Work required - Rewrite the items from the line containing "TARGET = car tire" through the end of the items, changing "sports car" to "coupe" and leaving everything else as it is.

-- Material for this task start --

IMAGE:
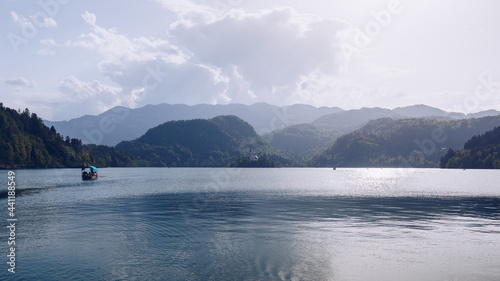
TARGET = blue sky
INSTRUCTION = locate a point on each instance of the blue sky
(66, 58)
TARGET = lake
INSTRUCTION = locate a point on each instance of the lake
(254, 224)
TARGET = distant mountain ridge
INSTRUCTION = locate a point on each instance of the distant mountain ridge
(121, 123)
(414, 142)
(221, 142)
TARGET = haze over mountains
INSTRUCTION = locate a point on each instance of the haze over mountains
(123, 124)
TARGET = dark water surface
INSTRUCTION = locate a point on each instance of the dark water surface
(255, 224)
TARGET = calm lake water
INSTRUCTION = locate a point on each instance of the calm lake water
(255, 224)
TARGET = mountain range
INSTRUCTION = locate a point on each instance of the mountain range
(123, 124)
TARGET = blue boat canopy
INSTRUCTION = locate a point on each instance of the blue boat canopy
(91, 168)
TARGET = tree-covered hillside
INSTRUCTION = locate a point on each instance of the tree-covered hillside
(480, 152)
(221, 141)
(303, 140)
(25, 142)
(402, 143)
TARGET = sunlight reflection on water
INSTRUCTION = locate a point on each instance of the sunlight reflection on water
(259, 224)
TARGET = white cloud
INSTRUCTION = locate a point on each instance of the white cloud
(209, 58)
(38, 20)
(21, 81)
(92, 97)
(271, 50)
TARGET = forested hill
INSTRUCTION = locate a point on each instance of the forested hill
(25, 142)
(402, 143)
(480, 152)
(220, 141)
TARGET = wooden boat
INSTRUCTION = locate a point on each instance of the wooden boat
(91, 174)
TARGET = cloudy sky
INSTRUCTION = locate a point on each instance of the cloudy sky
(63, 58)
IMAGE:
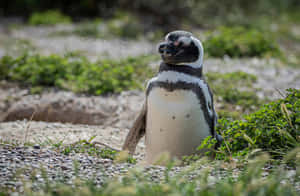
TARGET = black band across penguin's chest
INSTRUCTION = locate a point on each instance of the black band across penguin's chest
(197, 72)
(181, 85)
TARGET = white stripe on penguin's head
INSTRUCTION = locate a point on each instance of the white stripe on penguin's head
(198, 63)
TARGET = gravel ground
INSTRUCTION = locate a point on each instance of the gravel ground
(19, 164)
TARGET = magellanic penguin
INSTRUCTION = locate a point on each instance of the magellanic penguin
(178, 112)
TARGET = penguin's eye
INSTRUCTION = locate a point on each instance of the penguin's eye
(184, 41)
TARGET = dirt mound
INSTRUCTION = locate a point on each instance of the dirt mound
(77, 109)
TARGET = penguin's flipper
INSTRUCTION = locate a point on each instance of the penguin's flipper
(136, 132)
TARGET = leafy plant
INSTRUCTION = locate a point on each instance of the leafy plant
(50, 17)
(240, 42)
(274, 128)
(230, 95)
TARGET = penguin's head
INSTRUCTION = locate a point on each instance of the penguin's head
(181, 48)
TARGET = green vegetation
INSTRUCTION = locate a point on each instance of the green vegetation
(230, 95)
(76, 73)
(274, 128)
(50, 17)
(240, 42)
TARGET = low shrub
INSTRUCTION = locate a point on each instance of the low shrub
(274, 128)
(76, 73)
(50, 17)
(240, 42)
(230, 96)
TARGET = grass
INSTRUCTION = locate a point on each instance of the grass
(76, 73)
(201, 178)
(50, 17)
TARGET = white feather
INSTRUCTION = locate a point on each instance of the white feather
(173, 77)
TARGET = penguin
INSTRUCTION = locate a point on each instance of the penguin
(178, 111)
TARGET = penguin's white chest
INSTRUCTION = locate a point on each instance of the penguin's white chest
(175, 123)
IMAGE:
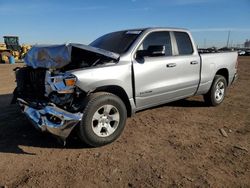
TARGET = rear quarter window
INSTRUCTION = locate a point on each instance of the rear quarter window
(184, 43)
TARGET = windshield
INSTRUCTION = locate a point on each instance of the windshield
(118, 42)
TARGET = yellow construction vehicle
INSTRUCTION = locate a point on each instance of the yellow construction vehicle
(11, 47)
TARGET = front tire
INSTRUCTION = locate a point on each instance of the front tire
(217, 92)
(104, 119)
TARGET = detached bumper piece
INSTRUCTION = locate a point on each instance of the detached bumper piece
(50, 118)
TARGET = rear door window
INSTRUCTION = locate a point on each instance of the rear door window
(184, 43)
(159, 38)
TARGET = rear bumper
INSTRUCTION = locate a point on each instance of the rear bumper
(50, 118)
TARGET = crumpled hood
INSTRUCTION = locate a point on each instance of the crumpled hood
(57, 56)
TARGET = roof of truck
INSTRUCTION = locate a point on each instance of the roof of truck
(157, 28)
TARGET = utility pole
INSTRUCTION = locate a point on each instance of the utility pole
(228, 38)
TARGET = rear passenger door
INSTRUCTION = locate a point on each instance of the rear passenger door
(171, 76)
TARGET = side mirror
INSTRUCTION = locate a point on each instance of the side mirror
(156, 50)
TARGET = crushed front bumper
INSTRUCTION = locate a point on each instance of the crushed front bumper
(50, 118)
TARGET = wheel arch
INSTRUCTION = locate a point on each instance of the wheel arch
(118, 91)
(223, 72)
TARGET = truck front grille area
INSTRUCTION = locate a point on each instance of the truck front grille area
(30, 83)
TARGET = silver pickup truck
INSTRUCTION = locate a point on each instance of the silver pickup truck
(94, 88)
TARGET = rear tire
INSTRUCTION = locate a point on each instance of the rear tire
(104, 118)
(217, 92)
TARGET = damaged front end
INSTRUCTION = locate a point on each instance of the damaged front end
(50, 118)
(47, 92)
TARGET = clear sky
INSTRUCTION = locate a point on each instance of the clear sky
(60, 21)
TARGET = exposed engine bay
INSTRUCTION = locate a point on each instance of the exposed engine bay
(47, 92)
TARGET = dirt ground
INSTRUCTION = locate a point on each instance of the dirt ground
(174, 145)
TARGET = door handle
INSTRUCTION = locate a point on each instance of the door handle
(193, 62)
(170, 65)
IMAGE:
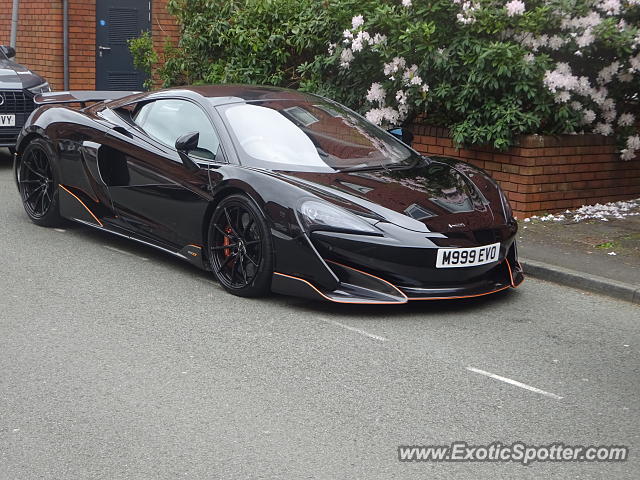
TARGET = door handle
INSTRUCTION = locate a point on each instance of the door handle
(102, 49)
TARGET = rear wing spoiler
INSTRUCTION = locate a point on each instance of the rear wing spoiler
(79, 96)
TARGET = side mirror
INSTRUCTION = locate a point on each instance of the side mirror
(402, 134)
(9, 52)
(185, 144)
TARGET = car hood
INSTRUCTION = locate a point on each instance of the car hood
(14, 76)
(444, 195)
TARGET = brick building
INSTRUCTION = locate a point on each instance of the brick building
(97, 56)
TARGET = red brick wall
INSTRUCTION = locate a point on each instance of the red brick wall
(39, 41)
(544, 173)
(5, 22)
(40, 46)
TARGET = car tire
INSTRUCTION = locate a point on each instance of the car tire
(37, 178)
(240, 247)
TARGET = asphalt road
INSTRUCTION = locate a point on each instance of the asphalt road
(120, 362)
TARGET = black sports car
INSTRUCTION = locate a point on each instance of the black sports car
(18, 85)
(271, 190)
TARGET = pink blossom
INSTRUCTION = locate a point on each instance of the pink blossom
(376, 93)
(603, 129)
(626, 120)
(346, 57)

-- Material for this task end --

Task result -
TARGET = car tire
INSTRUCTION = locate a point on each instance of the car tire
(37, 178)
(240, 247)
TARGET = asphalt road
INSTRUCTION = locate a point on each instance of the asphalt road
(120, 362)
TARGET = black coupe
INSTRUCTION = locate a point on each instance of the black coupe
(18, 85)
(271, 190)
TARGET = pink blossom
INSTRUCTION = locate a point on each instance of the pink blossom
(376, 93)
(603, 129)
(626, 120)
(346, 57)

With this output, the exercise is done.